-- START Excerpt --

Wed, 04/17/2024 - 10:00

Nature of Proceedings

1. Plaintiffs’ Motion for Relief from Failure to Timely File Motion to Strike Costs; and, 2. Plaintiffs’ Motion to Strike Costs

Tentative Ruling

For Plaintiffs Susan Smyth, Pedro Baltadano, Martin Engriser, and Don McIntyreLouis Pacella, Stephen L. Cohen, The Pacella Law Group                                  

For Defendant Mullen & Henzell L.L.P.: Jeffrey A. Charlston, Robert D. Hoffman, Charlston, Revich, Harris & Hoffman LLP

RULING

For the reasons set forth herein:

  1. Plaintiffs’ motion for relief from failure to timely file motion to strike costs, is granted.
  2. Plaintiffs’ motion to strike costs is denied. Costs are awarded in favor of Defendant Mullen & Henzell and against Plaintiffs, jointly and severally, in the amount of $19,710.79.

Background

On October 6, 2022, Plaintiffs Susan Smyth (Smyth), Pedro Baltadano (Baltadano), Martin Engriser (Engriser), and Don McIntyre (McIntyre) (collectively, Plaintiffs) filed their original complaint in this action asserting one cause of action for intentional interference with expected inheritance (IIEI claim).

-- END Excerpt --
-- START Entries --

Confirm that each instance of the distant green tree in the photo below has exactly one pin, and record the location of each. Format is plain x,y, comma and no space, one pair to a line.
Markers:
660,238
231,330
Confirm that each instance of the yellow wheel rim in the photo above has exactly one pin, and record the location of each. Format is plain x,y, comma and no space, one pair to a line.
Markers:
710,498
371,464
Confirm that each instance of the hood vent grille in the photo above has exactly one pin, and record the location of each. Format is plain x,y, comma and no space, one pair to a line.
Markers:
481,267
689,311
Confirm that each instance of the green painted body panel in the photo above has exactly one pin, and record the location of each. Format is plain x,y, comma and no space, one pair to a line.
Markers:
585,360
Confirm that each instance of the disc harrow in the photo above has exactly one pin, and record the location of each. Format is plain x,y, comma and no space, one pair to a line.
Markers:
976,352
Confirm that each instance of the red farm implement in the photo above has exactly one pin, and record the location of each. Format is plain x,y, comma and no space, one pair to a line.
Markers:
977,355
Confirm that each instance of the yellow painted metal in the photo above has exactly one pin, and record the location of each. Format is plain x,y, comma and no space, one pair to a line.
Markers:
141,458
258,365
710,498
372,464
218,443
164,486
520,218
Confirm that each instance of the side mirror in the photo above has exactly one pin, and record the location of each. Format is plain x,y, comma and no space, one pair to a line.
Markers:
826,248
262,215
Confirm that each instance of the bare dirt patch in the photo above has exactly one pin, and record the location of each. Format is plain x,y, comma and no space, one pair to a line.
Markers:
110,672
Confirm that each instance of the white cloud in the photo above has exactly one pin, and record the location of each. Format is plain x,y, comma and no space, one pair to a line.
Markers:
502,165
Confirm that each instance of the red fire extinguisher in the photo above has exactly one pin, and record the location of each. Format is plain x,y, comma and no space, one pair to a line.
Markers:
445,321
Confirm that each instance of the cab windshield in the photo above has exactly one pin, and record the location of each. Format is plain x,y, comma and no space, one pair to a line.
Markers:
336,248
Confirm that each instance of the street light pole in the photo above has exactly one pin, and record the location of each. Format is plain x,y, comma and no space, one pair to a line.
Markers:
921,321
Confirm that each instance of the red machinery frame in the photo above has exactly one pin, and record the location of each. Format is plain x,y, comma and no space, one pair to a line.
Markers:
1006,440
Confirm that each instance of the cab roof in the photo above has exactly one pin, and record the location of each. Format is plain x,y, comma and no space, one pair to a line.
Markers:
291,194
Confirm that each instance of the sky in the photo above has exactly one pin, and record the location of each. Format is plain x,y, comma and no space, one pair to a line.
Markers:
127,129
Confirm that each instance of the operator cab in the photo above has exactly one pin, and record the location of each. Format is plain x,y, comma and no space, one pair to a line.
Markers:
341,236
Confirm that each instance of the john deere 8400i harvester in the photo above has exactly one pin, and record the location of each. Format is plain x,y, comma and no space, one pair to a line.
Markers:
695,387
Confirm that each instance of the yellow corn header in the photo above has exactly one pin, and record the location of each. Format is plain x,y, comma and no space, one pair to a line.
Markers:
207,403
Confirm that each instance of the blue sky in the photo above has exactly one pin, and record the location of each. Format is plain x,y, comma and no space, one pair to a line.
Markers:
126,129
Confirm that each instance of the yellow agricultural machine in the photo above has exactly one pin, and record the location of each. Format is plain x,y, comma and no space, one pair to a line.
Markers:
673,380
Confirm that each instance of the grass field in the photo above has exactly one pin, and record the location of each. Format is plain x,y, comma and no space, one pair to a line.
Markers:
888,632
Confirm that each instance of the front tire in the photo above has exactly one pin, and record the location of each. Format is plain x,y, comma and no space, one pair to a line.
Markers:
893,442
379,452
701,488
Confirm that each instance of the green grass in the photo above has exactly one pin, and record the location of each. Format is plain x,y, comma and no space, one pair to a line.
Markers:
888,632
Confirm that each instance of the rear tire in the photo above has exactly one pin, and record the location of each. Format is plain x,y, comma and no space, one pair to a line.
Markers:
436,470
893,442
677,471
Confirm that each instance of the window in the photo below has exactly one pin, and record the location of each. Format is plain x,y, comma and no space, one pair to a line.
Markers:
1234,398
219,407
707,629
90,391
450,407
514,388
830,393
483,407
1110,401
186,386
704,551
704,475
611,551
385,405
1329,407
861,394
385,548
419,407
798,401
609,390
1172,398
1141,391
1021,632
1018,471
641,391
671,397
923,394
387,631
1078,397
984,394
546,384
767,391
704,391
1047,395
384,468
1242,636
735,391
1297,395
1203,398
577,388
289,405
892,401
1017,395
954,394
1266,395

-- END Entries --

# Exercise tasks
a: What amount of costs does the tentative ruling award to Defendant Mullen & Henzell?
b: Please extract the stretch of the tentative ruling from "For Plaintiffs Susan" through "costs, is granted.".

# Expected answers
a: $19,710.79

b:
For Plaintiffs Susan Smyth, Pedro Baltadano, Martin Engriser, and Don McIntyreLouis Pacella, Stephen L. Cohen, The Pacella Law Group                                  

For Defendant Mullen & Henzell L.L.P.: Jeffrey A. Charlston, Robert D. Hoffman, Charlston, Revich, Harris & Hoffman LLP

RULING

For the reasons set forth herein:

  1. Plaintiffs’ motion for relief from failure to timely file motion to strike costs, is granted.